[Opening RECORDS SUPPLIED section]
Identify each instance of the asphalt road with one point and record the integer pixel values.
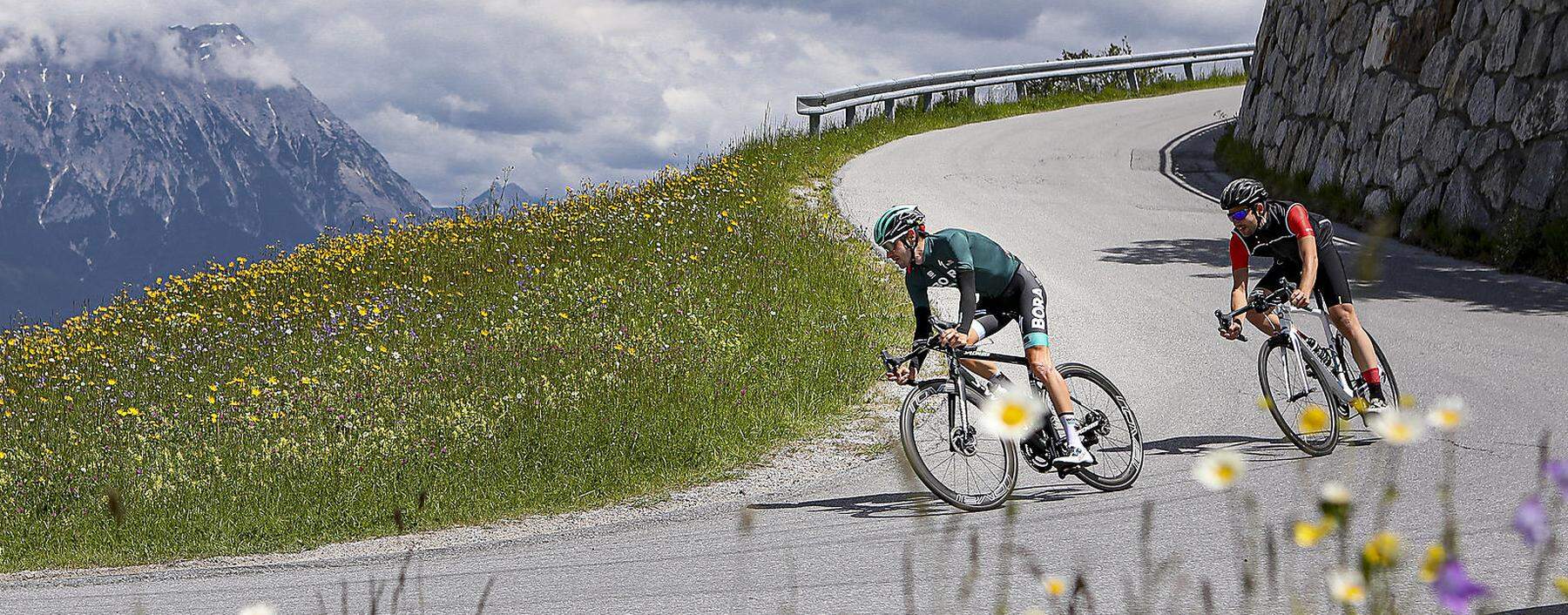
(1134, 264)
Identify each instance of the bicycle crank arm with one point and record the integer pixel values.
(1297, 397)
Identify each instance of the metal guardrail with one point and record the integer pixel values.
(952, 82)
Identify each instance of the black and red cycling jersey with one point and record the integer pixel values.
(1275, 237)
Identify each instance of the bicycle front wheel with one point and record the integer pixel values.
(1111, 430)
(954, 460)
(1297, 397)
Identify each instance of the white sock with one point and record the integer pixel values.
(1071, 429)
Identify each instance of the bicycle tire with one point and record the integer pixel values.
(1281, 344)
(1128, 435)
(911, 452)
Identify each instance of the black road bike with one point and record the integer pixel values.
(1299, 372)
(974, 471)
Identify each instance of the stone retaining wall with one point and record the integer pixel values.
(1448, 109)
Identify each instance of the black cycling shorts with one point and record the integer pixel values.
(1332, 283)
(1023, 300)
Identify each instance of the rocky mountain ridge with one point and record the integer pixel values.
(139, 166)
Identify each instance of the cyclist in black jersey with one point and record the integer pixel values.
(1301, 247)
(995, 289)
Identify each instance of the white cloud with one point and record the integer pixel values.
(611, 90)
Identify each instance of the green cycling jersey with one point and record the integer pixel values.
(949, 252)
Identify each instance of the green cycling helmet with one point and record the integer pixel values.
(896, 221)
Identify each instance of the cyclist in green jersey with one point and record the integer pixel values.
(995, 289)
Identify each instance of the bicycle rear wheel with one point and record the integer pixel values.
(1112, 430)
(1297, 397)
(954, 460)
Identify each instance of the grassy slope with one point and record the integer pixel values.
(626, 341)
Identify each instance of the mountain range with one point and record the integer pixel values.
(186, 148)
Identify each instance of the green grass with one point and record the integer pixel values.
(623, 342)
(1521, 242)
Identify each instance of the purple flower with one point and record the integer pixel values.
(1456, 589)
(1558, 471)
(1529, 520)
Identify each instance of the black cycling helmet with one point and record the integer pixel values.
(1242, 193)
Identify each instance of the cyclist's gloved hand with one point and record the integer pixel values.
(1231, 331)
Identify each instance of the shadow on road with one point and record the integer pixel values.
(1403, 272)
(1189, 250)
(911, 504)
(1274, 449)
(1197, 444)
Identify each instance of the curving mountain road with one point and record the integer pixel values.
(1134, 264)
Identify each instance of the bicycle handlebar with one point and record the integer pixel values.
(925, 346)
(1254, 301)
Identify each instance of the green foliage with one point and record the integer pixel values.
(619, 342)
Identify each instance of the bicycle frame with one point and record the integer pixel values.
(960, 378)
(1297, 339)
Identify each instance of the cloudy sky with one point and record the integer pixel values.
(607, 90)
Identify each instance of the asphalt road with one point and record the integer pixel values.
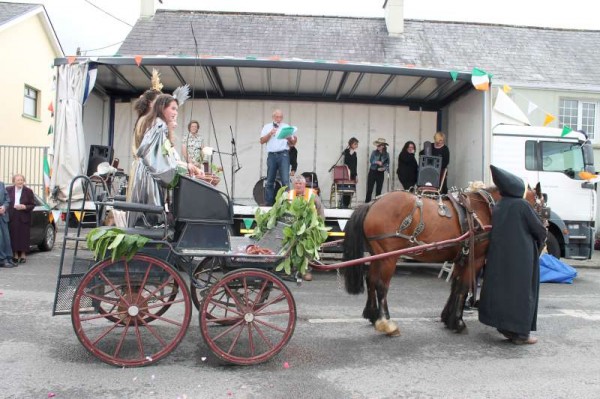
(334, 353)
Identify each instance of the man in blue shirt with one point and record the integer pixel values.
(278, 158)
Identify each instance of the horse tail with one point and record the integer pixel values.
(354, 242)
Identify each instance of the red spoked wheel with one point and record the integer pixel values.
(120, 310)
(256, 320)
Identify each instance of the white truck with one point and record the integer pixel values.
(540, 154)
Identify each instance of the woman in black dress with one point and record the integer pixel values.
(408, 168)
(379, 163)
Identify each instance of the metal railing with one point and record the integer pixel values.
(26, 160)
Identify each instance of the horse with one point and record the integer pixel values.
(400, 220)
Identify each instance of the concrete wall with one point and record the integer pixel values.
(27, 56)
(323, 133)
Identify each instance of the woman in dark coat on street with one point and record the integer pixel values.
(511, 279)
(408, 168)
(19, 211)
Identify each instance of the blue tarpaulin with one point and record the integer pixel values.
(553, 270)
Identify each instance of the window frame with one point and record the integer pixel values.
(37, 98)
(593, 136)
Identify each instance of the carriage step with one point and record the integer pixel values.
(75, 238)
(446, 267)
(63, 301)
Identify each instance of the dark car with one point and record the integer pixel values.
(43, 227)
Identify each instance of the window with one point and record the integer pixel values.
(31, 102)
(563, 157)
(580, 115)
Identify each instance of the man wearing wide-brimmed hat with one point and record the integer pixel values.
(379, 163)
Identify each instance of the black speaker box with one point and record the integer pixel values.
(98, 154)
(430, 168)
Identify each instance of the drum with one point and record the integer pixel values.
(259, 190)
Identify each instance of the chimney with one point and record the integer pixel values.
(394, 16)
(147, 8)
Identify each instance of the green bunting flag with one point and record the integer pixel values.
(480, 79)
(566, 130)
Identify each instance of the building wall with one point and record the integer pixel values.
(28, 58)
(323, 133)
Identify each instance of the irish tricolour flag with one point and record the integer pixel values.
(480, 79)
(46, 175)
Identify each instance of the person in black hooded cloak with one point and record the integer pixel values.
(511, 280)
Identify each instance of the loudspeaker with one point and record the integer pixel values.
(430, 168)
(98, 154)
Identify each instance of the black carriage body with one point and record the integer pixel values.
(203, 216)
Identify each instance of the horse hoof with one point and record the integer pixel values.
(461, 327)
(381, 325)
(392, 330)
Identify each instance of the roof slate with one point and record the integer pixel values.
(513, 54)
(10, 11)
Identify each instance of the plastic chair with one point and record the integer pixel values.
(342, 185)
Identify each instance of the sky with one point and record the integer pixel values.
(79, 24)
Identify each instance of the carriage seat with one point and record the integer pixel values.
(153, 233)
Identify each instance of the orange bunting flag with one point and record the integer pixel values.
(480, 79)
(549, 118)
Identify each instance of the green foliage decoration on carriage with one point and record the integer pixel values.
(121, 244)
(302, 237)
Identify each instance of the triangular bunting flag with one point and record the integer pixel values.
(566, 130)
(56, 215)
(480, 79)
(531, 107)
(548, 120)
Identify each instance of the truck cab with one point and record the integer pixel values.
(564, 166)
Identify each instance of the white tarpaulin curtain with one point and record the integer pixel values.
(70, 157)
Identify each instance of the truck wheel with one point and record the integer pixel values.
(552, 245)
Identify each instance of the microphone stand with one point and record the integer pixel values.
(338, 160)
(234, 161)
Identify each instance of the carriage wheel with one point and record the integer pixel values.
(113, 306)
(260, 323)
(208, 272)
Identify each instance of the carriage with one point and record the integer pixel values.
(135, 312)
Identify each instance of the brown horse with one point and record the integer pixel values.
(402, 219)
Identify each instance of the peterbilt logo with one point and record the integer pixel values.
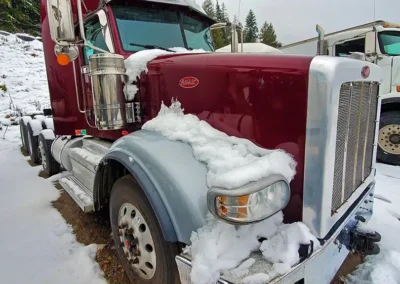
(365, 72)
(189, 82)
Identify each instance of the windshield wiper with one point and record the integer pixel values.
(151, 46)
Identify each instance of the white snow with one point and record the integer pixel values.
(23, 75)
(77, 190)
(256, 47)
(384, 267)
(5, 121)
(49, 123)
(36, 126)
(59, 176)
(259, 278)
(219, 246)
(137, 63)
(232, 162)
(48, 134)
(87, 155)
(37, 246)
(40, 117)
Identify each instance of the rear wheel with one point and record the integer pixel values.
(24, 136)
(145, 255)
(33, 145)
(389, 138)
(50, 165)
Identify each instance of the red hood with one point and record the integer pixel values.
(259, 97)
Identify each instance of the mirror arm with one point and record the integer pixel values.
(82, 30)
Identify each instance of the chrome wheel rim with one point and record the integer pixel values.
(389, 139)
(42, 155)
(30, 144)
(136, 241)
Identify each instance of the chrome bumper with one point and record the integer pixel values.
(322, 265)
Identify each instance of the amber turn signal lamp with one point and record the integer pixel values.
(63, 59)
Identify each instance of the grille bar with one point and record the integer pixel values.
(354, 139)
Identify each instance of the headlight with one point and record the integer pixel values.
(250, 203)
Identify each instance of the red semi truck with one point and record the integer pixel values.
(324, 111)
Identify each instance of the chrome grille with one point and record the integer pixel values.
(354, 139)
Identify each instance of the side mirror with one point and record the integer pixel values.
(370, 43)
(61, 20)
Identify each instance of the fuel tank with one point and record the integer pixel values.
(259, 97)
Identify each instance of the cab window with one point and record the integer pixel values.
(95, 37)
(346, 48)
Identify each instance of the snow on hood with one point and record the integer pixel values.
(137, 63)
(232, 162)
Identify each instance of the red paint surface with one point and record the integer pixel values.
(189, 82)
(262, 98)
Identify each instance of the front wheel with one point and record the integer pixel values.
(389, 138)
(145, 255)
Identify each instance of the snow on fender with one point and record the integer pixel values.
(36, 126)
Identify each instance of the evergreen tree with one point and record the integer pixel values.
(251, 30)
(20, 16)
(218, 13)
(208, 7)
(268, 35)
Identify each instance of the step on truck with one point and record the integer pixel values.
(324, 111)
(377, 42)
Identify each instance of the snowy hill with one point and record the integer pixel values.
(23, 81)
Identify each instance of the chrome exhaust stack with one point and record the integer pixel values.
(108, 75)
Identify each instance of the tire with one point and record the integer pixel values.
(24, 136)
(50, 165)
(127, 194)
(33, 145)
(389, 138)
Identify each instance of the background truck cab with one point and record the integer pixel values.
(379, 42)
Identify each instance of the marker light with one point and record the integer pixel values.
(63, 59)
(250, 203)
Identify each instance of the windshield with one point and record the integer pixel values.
(390, 42)
(163, 26)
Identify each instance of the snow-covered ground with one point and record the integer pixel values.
(384, 267)
(36, 244)
(39, 247)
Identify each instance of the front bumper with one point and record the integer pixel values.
(322, 265)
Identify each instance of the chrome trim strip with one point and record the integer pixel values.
(346, 143)
(366, 130)
(326, 76)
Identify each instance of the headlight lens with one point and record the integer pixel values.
(255, 206)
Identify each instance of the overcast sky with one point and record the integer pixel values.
(295, 20)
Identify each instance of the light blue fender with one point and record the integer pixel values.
(172, 179)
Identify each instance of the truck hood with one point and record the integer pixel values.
(259, 97)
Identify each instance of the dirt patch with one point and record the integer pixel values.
(348, 266)
(23, 152)
(89, 229)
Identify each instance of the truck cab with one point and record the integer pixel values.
(379, 43)
(155, 189)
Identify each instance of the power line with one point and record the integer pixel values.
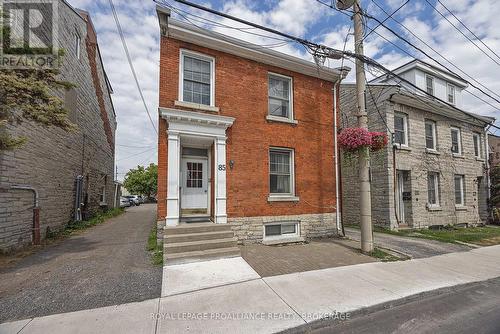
(328, 52)
(124, 43)
(460, 31)
(434, 50)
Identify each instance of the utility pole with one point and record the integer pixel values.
(365, 202)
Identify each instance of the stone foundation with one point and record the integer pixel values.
(251, 230)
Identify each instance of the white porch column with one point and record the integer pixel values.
(173, 176)
(220, 180)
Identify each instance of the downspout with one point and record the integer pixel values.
(487, 159)
(340, 227)
(36, 211)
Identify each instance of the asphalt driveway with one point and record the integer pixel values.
(104, 265)
(414, 247)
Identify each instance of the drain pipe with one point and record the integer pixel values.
(36, 211)
(340, 227)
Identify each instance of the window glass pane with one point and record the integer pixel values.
(196, 85)
(273, 230)
(288, 229)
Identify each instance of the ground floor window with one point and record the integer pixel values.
(459, 190)
(281, 230)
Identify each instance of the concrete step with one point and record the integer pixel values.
(186, 237)
(194, 256)
(191, 228)
(201, 245)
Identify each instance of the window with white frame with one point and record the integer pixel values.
(280, 96)
(451, 94)
(433, 189)
(476, 138)
(401, 129)
(430, 135)
(197, 78)
(459, 190)
(281, 230)
(456, 141)
(429, 81)
(281, 172)
(77, 45)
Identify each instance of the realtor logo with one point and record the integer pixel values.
(29, 34)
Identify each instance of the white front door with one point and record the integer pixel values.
(194, 190)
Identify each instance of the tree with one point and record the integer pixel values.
(142, 181)
(28, 94)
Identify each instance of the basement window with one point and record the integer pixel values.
(281, 230)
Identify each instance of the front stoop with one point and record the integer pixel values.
(192, 242)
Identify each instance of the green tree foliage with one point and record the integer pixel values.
(142, 181)
(28, 94)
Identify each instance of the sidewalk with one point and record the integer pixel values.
(275, 303)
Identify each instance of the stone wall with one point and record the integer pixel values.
(52, 158)
(417, 161)
(251, 229)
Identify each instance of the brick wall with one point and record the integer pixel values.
(241, 92)
(52, 158)
(418, 162)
[Closing RECORDS SUPPLIED section]
* _WHAT IS NEEDED_: Take the lines above from the one holding "Identify each instance of the stone wall" to the last and output them exactly.

* _TASK RESULT_:
Identify each instance of the stone wall with one point and record the integer pixel values.
(52, 158)
(417, 161)
(251, 229)
Identify each instance of the brick wall with one point and record the integer pixel values.
(241, 92)
(52, 158)
(418, 162)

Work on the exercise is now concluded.